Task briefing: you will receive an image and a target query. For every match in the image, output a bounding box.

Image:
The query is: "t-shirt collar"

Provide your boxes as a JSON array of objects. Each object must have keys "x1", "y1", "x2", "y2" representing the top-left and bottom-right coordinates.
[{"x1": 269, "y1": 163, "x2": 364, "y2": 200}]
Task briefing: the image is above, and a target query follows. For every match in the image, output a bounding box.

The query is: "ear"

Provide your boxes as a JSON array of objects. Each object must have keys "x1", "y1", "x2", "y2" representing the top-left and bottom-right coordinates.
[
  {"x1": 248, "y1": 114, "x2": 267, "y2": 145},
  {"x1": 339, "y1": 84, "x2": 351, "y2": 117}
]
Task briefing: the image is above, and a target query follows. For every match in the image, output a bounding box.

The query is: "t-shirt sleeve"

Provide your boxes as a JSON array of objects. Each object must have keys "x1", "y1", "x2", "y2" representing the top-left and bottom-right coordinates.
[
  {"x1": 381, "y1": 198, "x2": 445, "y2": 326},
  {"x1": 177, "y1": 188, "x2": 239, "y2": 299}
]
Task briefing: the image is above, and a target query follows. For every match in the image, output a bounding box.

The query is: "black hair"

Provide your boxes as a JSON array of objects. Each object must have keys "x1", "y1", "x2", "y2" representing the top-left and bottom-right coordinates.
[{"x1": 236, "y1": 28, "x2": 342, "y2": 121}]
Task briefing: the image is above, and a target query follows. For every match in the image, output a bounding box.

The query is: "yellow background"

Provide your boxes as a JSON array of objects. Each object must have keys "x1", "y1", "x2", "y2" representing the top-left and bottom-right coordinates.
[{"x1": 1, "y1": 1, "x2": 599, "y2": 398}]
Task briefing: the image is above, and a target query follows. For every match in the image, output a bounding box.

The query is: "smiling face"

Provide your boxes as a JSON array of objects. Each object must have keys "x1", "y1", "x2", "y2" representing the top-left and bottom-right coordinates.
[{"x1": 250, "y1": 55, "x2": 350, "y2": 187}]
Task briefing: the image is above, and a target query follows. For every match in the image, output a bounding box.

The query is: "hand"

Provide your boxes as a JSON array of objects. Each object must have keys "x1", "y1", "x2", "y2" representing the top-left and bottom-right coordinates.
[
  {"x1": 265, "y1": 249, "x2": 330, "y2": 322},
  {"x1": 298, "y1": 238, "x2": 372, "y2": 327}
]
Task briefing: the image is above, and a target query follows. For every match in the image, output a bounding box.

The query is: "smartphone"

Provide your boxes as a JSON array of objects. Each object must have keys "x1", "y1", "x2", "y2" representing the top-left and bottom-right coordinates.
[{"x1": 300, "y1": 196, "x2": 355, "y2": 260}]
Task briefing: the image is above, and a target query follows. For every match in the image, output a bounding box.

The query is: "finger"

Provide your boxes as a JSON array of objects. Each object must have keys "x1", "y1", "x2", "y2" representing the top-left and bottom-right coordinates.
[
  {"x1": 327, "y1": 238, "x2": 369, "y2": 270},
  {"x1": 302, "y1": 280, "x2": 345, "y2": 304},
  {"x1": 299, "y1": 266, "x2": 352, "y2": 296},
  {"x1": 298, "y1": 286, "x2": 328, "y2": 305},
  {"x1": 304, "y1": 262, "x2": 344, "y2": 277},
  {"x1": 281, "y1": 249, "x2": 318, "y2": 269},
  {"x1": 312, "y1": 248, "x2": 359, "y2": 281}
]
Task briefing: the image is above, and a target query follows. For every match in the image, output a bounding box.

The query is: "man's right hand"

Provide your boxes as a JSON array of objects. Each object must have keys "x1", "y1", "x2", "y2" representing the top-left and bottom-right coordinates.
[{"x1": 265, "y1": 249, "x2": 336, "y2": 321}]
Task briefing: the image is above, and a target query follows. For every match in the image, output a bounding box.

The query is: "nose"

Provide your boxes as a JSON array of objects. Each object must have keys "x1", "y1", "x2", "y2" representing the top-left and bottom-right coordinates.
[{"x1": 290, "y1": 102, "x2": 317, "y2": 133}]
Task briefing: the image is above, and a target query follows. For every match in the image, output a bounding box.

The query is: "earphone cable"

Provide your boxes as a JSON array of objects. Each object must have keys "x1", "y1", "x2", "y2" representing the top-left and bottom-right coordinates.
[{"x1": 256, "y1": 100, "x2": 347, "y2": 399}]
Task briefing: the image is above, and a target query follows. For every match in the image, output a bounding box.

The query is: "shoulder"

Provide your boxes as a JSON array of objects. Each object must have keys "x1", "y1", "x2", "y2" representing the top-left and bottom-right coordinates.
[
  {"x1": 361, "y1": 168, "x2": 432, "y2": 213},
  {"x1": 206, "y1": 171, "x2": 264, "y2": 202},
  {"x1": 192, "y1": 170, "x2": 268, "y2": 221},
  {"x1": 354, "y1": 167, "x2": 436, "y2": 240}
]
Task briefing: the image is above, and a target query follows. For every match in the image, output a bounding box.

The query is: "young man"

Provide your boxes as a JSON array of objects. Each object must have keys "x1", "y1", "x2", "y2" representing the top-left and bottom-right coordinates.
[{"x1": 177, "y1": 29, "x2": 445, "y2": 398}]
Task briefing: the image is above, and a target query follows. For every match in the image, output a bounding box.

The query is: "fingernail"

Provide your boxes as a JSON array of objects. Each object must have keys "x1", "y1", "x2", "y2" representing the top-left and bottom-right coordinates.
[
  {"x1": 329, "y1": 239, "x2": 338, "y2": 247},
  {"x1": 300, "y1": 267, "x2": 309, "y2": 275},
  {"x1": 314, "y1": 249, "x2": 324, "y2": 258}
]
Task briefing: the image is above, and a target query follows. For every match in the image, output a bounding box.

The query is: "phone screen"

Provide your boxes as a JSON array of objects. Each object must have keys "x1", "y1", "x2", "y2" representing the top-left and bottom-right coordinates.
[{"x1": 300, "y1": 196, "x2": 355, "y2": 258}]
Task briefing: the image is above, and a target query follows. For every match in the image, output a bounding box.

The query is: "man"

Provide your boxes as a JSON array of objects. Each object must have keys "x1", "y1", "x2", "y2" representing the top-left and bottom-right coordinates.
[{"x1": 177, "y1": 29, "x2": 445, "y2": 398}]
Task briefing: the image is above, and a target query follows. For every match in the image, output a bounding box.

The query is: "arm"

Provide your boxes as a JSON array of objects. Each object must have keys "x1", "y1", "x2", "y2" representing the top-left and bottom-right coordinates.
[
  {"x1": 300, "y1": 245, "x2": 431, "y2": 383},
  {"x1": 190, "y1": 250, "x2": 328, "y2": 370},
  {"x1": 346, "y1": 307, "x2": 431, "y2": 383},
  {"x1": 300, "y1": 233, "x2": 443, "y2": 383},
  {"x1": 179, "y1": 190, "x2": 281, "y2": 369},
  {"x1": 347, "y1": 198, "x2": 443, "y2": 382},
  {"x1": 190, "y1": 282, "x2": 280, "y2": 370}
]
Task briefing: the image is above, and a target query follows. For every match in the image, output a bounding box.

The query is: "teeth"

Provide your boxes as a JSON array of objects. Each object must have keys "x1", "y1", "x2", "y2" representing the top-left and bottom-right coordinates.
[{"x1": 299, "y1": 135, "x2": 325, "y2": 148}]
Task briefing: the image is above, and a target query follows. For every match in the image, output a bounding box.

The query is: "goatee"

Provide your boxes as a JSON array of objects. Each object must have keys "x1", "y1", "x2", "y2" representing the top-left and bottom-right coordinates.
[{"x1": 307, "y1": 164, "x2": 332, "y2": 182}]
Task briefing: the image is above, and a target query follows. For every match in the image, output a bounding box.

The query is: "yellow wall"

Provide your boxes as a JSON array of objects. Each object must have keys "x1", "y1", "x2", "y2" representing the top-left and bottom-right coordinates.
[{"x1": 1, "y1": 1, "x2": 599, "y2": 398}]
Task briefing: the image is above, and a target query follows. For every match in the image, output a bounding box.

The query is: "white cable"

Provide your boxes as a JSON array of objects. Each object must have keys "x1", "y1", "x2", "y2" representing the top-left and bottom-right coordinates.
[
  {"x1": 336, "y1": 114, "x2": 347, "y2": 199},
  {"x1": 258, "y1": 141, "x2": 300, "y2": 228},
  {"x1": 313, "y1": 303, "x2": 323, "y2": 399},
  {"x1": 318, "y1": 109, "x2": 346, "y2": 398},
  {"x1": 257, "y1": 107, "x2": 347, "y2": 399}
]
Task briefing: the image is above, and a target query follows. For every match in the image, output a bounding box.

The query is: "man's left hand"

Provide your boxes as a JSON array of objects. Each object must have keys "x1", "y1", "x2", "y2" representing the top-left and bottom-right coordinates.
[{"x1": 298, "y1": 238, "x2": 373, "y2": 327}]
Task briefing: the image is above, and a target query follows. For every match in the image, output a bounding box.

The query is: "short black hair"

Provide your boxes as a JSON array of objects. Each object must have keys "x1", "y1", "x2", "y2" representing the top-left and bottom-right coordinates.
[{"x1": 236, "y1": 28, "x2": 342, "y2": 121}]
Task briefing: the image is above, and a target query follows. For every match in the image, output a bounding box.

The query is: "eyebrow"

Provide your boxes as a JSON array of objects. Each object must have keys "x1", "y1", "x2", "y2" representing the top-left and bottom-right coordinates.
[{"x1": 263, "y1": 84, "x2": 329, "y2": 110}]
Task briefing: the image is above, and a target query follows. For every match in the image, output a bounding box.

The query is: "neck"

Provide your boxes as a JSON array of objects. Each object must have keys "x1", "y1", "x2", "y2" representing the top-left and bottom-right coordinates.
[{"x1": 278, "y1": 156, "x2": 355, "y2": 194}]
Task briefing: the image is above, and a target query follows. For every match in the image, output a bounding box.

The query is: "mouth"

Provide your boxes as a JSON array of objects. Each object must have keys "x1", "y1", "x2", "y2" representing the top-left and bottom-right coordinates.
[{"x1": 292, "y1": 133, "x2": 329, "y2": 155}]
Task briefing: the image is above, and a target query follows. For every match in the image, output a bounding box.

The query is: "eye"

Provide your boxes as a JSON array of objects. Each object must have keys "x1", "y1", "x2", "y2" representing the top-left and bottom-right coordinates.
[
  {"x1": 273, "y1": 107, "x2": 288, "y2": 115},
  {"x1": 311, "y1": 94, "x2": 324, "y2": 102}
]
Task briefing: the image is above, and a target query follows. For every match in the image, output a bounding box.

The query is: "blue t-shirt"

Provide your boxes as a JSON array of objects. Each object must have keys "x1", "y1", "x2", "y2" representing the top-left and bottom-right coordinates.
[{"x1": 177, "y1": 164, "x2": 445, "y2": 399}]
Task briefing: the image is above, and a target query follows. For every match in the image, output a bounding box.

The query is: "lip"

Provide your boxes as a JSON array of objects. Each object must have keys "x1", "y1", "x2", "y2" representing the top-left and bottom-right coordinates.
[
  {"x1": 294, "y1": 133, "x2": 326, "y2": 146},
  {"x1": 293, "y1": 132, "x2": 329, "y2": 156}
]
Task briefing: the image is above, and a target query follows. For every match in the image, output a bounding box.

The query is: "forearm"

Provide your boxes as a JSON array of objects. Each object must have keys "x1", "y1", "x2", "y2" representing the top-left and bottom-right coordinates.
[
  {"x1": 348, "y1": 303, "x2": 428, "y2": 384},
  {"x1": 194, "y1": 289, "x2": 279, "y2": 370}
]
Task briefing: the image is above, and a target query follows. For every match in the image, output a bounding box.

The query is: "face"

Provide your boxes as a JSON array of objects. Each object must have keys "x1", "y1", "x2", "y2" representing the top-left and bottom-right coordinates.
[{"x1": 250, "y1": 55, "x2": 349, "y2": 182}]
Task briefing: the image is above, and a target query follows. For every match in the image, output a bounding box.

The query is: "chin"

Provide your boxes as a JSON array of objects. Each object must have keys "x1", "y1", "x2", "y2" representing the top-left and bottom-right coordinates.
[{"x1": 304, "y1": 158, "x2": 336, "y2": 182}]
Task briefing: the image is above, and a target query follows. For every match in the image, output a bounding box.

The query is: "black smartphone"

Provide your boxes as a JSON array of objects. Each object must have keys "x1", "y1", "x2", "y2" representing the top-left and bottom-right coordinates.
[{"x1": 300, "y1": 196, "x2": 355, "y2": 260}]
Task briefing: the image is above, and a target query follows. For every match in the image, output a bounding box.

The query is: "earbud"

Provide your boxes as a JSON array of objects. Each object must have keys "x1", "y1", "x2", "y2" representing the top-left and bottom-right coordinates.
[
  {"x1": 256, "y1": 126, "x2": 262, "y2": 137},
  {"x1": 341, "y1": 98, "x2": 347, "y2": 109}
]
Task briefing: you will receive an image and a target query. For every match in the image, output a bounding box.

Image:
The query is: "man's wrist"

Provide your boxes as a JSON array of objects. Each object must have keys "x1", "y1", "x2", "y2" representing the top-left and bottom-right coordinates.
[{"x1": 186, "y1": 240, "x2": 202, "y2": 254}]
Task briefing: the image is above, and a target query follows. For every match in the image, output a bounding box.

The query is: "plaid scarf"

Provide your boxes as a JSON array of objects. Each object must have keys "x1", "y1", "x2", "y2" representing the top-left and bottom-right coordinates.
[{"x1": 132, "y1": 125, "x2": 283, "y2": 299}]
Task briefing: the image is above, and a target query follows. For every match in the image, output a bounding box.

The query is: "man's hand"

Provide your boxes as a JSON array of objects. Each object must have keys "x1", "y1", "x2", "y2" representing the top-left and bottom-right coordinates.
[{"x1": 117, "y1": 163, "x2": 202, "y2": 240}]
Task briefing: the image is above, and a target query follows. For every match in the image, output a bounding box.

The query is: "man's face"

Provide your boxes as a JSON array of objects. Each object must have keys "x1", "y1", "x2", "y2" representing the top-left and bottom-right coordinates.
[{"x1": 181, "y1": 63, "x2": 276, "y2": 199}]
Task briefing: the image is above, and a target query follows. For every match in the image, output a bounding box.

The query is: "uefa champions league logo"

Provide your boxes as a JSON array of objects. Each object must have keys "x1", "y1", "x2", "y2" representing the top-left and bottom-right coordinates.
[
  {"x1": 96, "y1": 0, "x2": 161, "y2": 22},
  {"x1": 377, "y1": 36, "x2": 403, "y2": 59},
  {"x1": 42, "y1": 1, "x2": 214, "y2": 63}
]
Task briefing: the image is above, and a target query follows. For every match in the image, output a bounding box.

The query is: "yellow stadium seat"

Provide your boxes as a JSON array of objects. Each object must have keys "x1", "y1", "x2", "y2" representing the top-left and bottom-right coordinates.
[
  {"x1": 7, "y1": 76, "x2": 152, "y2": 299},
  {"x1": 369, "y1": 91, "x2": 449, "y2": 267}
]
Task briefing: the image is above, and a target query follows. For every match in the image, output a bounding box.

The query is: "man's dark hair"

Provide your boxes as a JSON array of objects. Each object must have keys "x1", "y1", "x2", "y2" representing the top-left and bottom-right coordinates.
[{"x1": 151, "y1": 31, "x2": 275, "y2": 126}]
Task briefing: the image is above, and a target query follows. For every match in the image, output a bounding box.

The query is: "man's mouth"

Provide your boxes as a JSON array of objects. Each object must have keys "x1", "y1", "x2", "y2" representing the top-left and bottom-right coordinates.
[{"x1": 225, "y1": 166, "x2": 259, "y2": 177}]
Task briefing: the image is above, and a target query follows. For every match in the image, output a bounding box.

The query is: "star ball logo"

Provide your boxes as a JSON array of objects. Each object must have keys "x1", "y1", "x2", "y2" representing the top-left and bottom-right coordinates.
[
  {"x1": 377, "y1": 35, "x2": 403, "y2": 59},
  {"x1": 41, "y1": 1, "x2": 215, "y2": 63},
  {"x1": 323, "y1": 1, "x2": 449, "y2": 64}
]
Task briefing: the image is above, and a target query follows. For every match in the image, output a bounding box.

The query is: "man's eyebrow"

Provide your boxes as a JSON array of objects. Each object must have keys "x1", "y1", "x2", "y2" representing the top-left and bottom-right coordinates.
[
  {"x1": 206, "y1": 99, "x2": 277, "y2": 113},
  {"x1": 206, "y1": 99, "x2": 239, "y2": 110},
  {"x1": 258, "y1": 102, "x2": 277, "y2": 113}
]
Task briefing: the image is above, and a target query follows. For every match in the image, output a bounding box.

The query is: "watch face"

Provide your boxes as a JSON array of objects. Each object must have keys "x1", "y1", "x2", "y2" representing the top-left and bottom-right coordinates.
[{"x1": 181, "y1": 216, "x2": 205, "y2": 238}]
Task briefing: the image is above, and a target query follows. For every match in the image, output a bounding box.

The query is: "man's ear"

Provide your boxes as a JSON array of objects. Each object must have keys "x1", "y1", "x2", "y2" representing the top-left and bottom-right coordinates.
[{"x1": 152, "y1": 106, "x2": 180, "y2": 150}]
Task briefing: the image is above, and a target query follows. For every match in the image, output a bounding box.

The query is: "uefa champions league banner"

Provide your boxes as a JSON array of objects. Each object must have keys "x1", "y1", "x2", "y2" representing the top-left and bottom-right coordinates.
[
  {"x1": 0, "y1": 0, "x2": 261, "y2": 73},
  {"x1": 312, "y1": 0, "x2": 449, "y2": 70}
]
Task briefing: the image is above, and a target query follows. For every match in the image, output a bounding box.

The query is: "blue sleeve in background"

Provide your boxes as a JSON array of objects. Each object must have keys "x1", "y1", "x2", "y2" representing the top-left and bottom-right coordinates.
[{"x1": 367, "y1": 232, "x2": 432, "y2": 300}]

------------------------------------------------

#### Activity
Check each line of the data above for the word "mouth" and say how many lines have it. Give the number alone.

#### Response area
2